> [Given passage]:
- Flag of the Turks and Caicos Islands
- WA code: TKS

in Eugene, United States 15 July 2022 – 24 July 2022
- Competitors: 1 (1 woman)
- Medals: Gold 0 Silver 0 Bronze 0 Total 0

World Athletics Championships appearances
- 1983; 1987; 1991; 1993–1999; 2001; 2003; 2005–2011; 2013; 2015; 2017; 2019; 2022; 2023; 2025;

= Turks and Caicos Islands at the 2022 World Athletics Championships =

The Turks and Caicos Islands competed at the 2022 World Athletics Championships in Eugene, Oregon, United States, which were held from 15 to 24 July 2022. The athlete delegation of the country was composed of one competitor, hurdler Yanique Haye-Smith. She competed in the women's 400 metres hurdles; there, she failed to make it past the qualifying heats.
==Background==
The 2022 World Athletics Championships in Eugene, Oregon, United States, were held from 15 to 24 July 2022. To qualify for the World Championships, athletes had to reach an entry standard (e.g. time and distance), place in a specific position at select competitions, be a wild card entry, or qualify through their World Athletics Ranking at the end of the qualification period.

[Outline entries for the images]

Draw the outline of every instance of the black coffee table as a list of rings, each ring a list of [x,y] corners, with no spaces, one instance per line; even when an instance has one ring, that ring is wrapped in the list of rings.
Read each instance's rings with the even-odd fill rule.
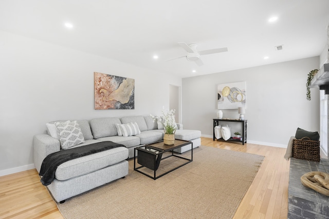
[[[177,153],[174,153],[174,150],[179,148],[186,145],[191,145],[191,159],[184,157],[178,155]],[[163,144],[163,141],[157,142],[154,143],[145,145],[143,146],[135,148],[134,151],[134,170],[139,172],[144,175],[149,176],[153,180],[157,178],[175,170],[176,169],[182,167],[190,162],[192,162],[193,158],[193,144],[192,142],[175,140],[175,143],[173,145],[167,145]],[[136,151],[137,156],[136,157]],[[163,153],[170,152],[169,155],[162,158]],[[187,161],[186,163],[174,167],[173,169],[162,173],[158,176],[156,176],[156,171],[160,165],[161,160],[167,159],[169,157],[174,156]],[[136,158],[137,163],[140,166],[136,167]],[[141,171],[141,168],[147,167],[154,171],[154,176],[152,176],[145,172]]]

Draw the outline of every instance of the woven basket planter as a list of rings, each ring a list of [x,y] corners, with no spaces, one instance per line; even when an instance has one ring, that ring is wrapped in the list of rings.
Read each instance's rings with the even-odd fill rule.
[[[293,156],[297,159],[320,162],[320,142],[311,141],[308,137],[294,139]]]
[[[164,134],[163,144],[167,145],[173,145],[175,143],[175,135]]]

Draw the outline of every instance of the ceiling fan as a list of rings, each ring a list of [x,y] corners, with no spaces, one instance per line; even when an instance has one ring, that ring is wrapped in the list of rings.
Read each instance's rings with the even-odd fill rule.
[[[201,60],[201,55],[227,52],[228,51],[227,47],[208,49],[207,50],[197,51],[196,50],[196,47],[197,47],[196,44],[190,44],[188,45],[184,42],[178,42],[178,44],[179,44],[179,45],[188,52],[187,54],[167,60],[167,61],[171,61],[172,60],[180,58],[183,57],[186,57],[186,59],[188,61],[194,62],[196,65],[199,66],[201,66],[204,64],[203,62]]]

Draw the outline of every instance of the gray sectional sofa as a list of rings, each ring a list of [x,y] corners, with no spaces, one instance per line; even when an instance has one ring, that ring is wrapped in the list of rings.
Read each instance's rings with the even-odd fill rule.
[[[64,121],[62,121],[64,122]],[[102,141],[111,141],[124,145],[95,154],[69,161],[58,166],[55,178],[47,186],[52,196],[58,202],[81,194],[128,174],[127,158],[134,156],[136,147],[161,141],[163,130],[158,129],[156,122],[150,116],[106,117],[90,121],[77,121],[83,135],[84,143],[72,147],[81,147]],[[136,123],[140,133],[135,135],[119,136],[116,124]],[[53,124],[54,122],[49,123]],[[193,142],[193,148],[201,144],[201,132],[184,130],[177,124],[175,138]],[[60,151],[60,141],[48,132],[34,135],[33,159],[35,168],[40,172],[44,159],[49,154]],[[187,145],[175,151],[183,153],[191,149]]]

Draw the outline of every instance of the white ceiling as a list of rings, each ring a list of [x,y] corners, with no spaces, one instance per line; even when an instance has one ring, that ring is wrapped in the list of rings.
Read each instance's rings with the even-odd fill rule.
[[[328,0],[0,0],[0,30],[181,77],[319,55],[328,23]],[[179,42],[228,52],[166,62]]]

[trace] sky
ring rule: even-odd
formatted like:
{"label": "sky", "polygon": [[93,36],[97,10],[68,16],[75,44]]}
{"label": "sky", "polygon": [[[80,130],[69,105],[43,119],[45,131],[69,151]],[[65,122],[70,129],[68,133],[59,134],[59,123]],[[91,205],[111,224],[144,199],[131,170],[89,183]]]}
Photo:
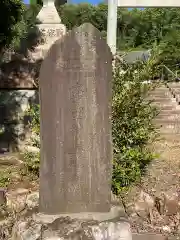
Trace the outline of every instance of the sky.
{"label": "sky", "polygon": [[[102,0],[89,0],[89,1],[86,1],[86,0],[72,0],[73,3],[80,3],[80,2],[88,2],[88,3],[91,3],[91,4],[98,4],[100,2],[102,2]],[[29,3],[29,0],[24,0],[24,3]]]}

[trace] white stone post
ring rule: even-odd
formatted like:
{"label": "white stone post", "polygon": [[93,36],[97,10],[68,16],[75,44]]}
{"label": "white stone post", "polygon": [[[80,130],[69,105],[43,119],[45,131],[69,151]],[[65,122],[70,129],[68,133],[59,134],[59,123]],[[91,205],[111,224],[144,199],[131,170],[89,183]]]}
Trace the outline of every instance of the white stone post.
{"label": "white stone post", "polygon": [[117,2],[118,0],[108,0],[107,44],[113,55],[116,54]]}
{"label": "white stone post", "polygon": [[37,27],[42,34],[43,43],[36,47],[33,57],[44,58],[50,46],[66,33],[66,27],[61,24],[61,18],[54,5],[55,0],[43,0],[43,7],[37,15]]}

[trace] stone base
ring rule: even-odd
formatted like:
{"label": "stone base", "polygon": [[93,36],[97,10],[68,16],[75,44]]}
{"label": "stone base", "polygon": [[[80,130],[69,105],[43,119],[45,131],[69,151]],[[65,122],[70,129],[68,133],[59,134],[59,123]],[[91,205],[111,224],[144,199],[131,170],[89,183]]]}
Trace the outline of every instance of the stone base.
{"label": "stone base", "polygon": [[38,213],[33,216],[33,219],[40,223],[52,223],[58,218],[70,217],[71,219],[80,220],[94,220],[94,221],[109,221],[116,220],[120,217],[125,217],[124,209],[121,206],[112,206],[109,212],[82,212],[82,213],[63,213],[58,215],[46,215],[43,213]]}
{"label": "stone base", "polygon": [[43,224],[32,218],[16,222],[11,240],[132,240],[130,224],[125,221],[56,218]]}

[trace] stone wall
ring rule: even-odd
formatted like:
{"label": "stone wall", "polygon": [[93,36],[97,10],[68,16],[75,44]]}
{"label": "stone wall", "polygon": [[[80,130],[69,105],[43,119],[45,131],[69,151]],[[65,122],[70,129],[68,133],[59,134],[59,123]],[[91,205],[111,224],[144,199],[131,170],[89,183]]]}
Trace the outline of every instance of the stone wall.
{"label": "stone wall", "polygon": [[0,153],[19,151],[29,133],[27,110],[38,103],[35,89],[0,90]]}

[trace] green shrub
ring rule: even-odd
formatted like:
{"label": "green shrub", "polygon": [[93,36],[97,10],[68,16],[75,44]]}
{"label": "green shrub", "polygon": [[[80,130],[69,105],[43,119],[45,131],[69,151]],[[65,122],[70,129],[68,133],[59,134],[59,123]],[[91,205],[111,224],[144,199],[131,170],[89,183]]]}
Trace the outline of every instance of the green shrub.
{"label": "green shrub", "polygon": [[154,158],[147,145],[155,136],[152,120],[157,111],[146,100],[154,85],[143,83],[151,73],[149,64],[122,63],[114,73],[112,188],[116,194],[140,179],[145,166]]}
{"label": "green shrub", "polygon": [[[114,72],[112,189],[116,194],[138,180],[144,167],[153,159],[147,144],[152,141],[155,133],[152,119],[156,115],[156,110],[145,99],[148,92],[152,90],[152,85],[142,82],[150,73],[149,64],[149,62],[131,66],[121,64]],[[36,147],[40,147],[39,114],[39,106],[34,105],[30,115],[34,132],[32,145]],[[39,172],[39,157],[39,153],[28,152],[24,155],[28,170],[36,175]]]}

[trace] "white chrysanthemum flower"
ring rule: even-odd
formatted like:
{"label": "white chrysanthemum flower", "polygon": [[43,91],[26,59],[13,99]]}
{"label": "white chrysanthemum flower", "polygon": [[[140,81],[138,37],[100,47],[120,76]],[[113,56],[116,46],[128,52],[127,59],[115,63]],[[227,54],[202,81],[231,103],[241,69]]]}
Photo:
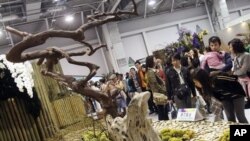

> [Problems to work on]:
- a) Rewrite the stretch of the Turks and Caicos Islands passage from "The Turks and Caicos Islands competed" through "the qualifying heats.", putting "athlete" in place of "hurdler".
- b) Please carry the Turks and Caicos Islands passage on from its last sentence.
The listing has no role in any of this.

> [Written answers]:
- a)
The Turks and Caicos Islands competed at the 2022 World Athletics Championships in Eugene, Oregon, United States, which were held from 15 to 24 July 2022. The athlete delegation of the country was composed of one competitor, athlete Yanique Haye-Smith. She competed in the women's 400 metres hurdles; there, she failed to make it past the qualifying heats.

- b)
As the Turks and Caicos Islands did not meet any of the four standards, they could send either one male or one female athlete in one event of the Championships who has not yet qualified. The Turks & Caicos Islands Amateur Athletic Association selected hurdler Yanique Haye-Smith who held a personal best of 55.65 seconds and a season's best of 56.72 seconds in the women's 400 metres hurdles, her entered event. This was her second World Championships appearance for the Turks and Caicos Islands.
==Results==
Haye-Smith competed in the qualifying heats of the women's 400 metres hurdles on 19 July 2022 in the second heat against seven other competitors. There, she recorded a time of 57.99 seconds and placed last, failing to advance further as the top three fastest athletes of each heat and the next four fastest athletes overall would only be able to do so.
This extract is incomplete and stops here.